YOUR INSTRUCTIONS: Copy out every line of the rows below, requests included, and shift each point coordinate in the answers up by 14.

___

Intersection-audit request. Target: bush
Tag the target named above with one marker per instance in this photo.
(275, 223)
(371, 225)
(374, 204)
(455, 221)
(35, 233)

___

COMPLETED TASK:
Intersection-audit request. Target: bush
Tag the target named above with one marker per instance in this photo.
(289, 237)
(385, 239)
(388, 218)
(469, 235)
(49, 247)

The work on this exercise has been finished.